### HOW TO COMPLETE THIS TASK
Write out the entries below once more, exactly.

### EXCERPTED RECORDS
*****
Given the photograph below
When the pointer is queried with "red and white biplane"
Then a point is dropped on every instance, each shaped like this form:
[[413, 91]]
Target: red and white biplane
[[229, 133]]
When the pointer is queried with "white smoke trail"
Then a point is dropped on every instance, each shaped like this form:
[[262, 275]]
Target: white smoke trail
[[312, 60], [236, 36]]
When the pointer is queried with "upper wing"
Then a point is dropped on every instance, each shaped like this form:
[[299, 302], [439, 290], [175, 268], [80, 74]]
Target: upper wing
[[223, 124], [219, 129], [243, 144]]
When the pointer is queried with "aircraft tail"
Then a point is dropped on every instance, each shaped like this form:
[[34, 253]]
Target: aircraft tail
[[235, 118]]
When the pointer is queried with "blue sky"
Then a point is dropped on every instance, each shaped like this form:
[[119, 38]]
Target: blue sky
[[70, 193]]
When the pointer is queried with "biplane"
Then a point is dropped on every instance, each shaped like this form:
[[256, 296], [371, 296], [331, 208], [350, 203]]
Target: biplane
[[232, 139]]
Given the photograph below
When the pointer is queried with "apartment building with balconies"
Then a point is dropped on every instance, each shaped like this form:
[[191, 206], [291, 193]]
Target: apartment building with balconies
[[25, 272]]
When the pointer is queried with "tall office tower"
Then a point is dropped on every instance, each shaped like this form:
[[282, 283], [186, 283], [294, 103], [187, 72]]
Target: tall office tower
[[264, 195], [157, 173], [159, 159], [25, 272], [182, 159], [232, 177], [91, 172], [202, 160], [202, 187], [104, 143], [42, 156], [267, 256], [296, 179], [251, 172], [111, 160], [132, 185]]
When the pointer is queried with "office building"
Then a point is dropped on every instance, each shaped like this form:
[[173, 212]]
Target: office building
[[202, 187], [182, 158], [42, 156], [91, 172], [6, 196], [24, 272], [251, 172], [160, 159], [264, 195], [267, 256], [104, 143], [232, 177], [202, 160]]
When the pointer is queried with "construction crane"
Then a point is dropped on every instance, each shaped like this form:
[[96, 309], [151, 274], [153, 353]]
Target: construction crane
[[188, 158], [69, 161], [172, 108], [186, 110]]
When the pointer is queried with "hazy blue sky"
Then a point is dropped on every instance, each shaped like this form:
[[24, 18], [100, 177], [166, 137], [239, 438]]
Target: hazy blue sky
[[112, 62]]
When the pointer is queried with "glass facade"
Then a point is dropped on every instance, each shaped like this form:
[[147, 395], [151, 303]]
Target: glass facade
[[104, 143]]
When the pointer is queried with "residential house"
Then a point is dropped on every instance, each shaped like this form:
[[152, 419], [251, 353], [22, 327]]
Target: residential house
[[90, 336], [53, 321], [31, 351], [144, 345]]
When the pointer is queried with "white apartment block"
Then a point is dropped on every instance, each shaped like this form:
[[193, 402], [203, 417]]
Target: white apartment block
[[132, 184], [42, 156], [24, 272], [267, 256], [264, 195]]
*****
### SOLUTION FOR THIS PROBLEM
Given the photograph below
When the pointer is queried with "red and white biplane"
Then a point is dropped on every instance, each shaped like this form:
[[413, 91]]
Target: red and white biplane
[[229, 133]]
When the pointer is queried with "white smoke trail"
Then a point is dropped on every instance, each shaped like this form:
[[262, 275]]
Target: white smoke trail
[[312, 60], [236, 36]]
When the pointer is queried with "upper wing"
Then a point is dropped on every instance, each shaped like this form:
[[299, 302], [439, 290], [175, 268], [80, 74]]
Target: upper wing
[[223, 124], [219, 129], [243, 144]]
When the pointer is queried with "aircraft tail"
Then a point is dropped on every instance, each shaped like this form:
[[34, 253]]
Target: aircraft tail
[[235, 118]]
When the pointer is queried with "blue sky"
Then a point is dropped on every instance, each shaped like this form:
[[119, 38]]
Target: blue sky
[[70, 193]]
When the pointer is queried with "biplane"
Then a point is dropped on every instance, each shaped like this form:
[[256, 296], [371, 296], [331, 208], [350, 203]]
Target: biplane
[[232, 139]]
Given the photograph below
When the pointer is queried with "apartment building with balconies"
Then a point is dropped on every instance, each shaped like this form:
[[191, 206], [291, 193]]
Target: apartment building with balconies
[[25, 272]]
When the pointer is queried with "tall office tower"
Then a point is dropped on every instance, each shaped like this form:
[[282, 283], [186, 283], [294, 103], [187, 72]]
Target: tall office tower
[[264, 195], [157, 173], [159, 159], [25, 272], [182, 159], [232, 177], [91, 172], [202, 160], [202, 187], [104, 143], [42, 156], [267, 256], [296, 179], [251, 172], [111, 160], [132, 185]]
When the pointer is queried with "office building"
Then a point is dropped on every instance, each shaped like this form:
[[173, 212]]
Target: office building
[[202, 187], [182, 158], [42, 156], [91, 172], [6, 196], [24, 272], [251, 172], [160, 159], [264, 195], [267, 256], [104, 143], [232, 177], [202, 160]]
When the pointer is queried with "construction crane"
Then a point is dropped on every instance, each shaped like this form:
[[96, 309], [151, 274], [153, 353]]
Target: construction crane
[[188, 158], [69, 161], [172, 108], [186, 110]]
When the pointer is queried with "hazy blue sky"
Then a point is dropped on every instance, each shaped like this form:
[[24, 18], [100, 177], [166, 137], [239, 438]]
Target: hazy blue sky
[[112, 62]]
When the pointer is queried with "glass facade"
Then a point is dropped on every instance, each shaped like this form:
[[147, 395], [151, 303]]
Target: glass facade
[[104, 143]]
When the pointer is queried with "residential house"
Then a point is dropped on every instance, each shaped like this form:
[[152, 419], [251, 353], [22, 327]]
Target: residential house
[[90, 336], [53, 321], [31, 351], [144, 345]]
When the pointer is queried with "white apartment block"
Then a point is dropped on every instance, each shaped like this form:
[[193, 402], [203, 417]]
Target: white apartment block
[[132, 184], [42, 156], [24, 272], [267, 256], [264, 195]]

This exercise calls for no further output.